* **Given exercise 1**
Copy the records word for word, from the line that contains "Note: in this drill we tag each instance of the house" through the end of the records.

* **Provided passage**

13 MAY 2004

ALF VALENTINE

The Master of the Art of Spin Bowling

 

Colin Croft

If you were born male in the West Indies in the mid-1950s, as I was, one had no choice but to be inundated with the names of the ‘three Ws’: Everton Weekes, Frank Worrell and Clyde Walcott. Also ingrained in the memory for eternity were the names of two spinners – the Trinidadian Sonny Ramadhin, who supposedly bowled right-arm off-breaks but was also known to put in the regular leg-break and who usually bowled with a cap on and sleeves rolled down; and the seemingly always smiling, bespectacled Jamaican, the original ‘Toothpick’, Alfred Valentine, who bowled orthodox left-arm. The pair, Ram and Val as they became known, were the bowling tormentors after the three Ws had bludgeoned and caressed runs galore when the West Indies toured England in 1950 and won a Test in the United Kingdom for the first time.

* **Task input**
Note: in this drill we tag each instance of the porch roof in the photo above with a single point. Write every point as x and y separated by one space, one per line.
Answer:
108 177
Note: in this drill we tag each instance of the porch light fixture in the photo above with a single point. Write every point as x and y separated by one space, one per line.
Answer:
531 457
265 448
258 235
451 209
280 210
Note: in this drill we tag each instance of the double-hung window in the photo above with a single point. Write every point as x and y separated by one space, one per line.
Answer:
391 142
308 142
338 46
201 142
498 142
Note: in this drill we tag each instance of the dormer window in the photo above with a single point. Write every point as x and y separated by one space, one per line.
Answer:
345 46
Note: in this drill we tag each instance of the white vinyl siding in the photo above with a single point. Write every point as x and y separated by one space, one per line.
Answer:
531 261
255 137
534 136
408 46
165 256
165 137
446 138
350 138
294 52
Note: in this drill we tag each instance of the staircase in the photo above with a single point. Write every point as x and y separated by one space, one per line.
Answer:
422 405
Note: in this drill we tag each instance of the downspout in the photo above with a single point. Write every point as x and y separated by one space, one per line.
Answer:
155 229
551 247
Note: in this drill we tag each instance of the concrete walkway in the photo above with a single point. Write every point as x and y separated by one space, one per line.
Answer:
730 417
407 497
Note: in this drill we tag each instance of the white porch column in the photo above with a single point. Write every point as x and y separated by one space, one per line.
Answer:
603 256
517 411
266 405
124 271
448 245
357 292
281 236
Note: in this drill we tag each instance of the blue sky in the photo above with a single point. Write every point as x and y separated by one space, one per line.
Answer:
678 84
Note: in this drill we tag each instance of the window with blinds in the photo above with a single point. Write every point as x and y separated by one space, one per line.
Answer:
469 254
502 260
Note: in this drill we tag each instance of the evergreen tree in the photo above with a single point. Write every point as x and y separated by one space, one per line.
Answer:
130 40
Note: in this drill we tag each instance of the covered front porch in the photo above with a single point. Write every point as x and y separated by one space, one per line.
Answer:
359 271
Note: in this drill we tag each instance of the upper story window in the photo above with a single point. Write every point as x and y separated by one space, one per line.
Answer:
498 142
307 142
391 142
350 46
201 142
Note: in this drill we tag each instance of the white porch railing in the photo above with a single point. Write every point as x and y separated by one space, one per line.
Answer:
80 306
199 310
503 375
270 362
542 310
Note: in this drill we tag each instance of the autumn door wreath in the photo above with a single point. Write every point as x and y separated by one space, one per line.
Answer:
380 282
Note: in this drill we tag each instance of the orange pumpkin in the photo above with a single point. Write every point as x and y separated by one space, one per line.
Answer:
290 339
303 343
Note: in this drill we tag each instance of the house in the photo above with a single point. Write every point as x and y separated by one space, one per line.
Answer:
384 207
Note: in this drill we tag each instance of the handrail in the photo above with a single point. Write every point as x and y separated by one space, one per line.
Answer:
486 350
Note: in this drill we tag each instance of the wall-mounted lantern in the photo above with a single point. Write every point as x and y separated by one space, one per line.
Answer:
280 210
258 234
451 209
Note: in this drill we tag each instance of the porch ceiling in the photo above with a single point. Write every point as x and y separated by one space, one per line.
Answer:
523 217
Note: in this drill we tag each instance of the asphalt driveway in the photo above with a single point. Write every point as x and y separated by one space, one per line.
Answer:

* **Given exercise 2**
In the Alf Valentine piece, list every person named in the paragraph that begins "If you were born male".

* **Complete answer 1**
Note: in this drill we tag each instance of the house in the photo above with a single point. Write every point as x and y separated by one space, one per line.
Answer:
384 207
Note: in this drill we tag each instance of the handrail in the photo above with a single point. Write every point as x and y separated by one space, one per line.
Answer:
486 350
Note: in this drill we tag each instance of the wall-mounted lantern in the photo above with a single point. Write every point as x and y separated by one space, one per line.
Answer:
280 210
258 234
451 209
Note: in this drill we tag each instance of the porch ceiling in the photo above with a single point. Write every point as x and y separated by one space, one per line.
Answer:
523 217
Note: in this drill we tag each instance of the asphalt driveway in the photo above with a single point. Write every point as x and y separated by one space, one per line.
Answer:

* **Complete answer 2**
Everton Weekes
Frank Worrell
Clyde Walcott
Sonny Ramadhin
Alfred Valentine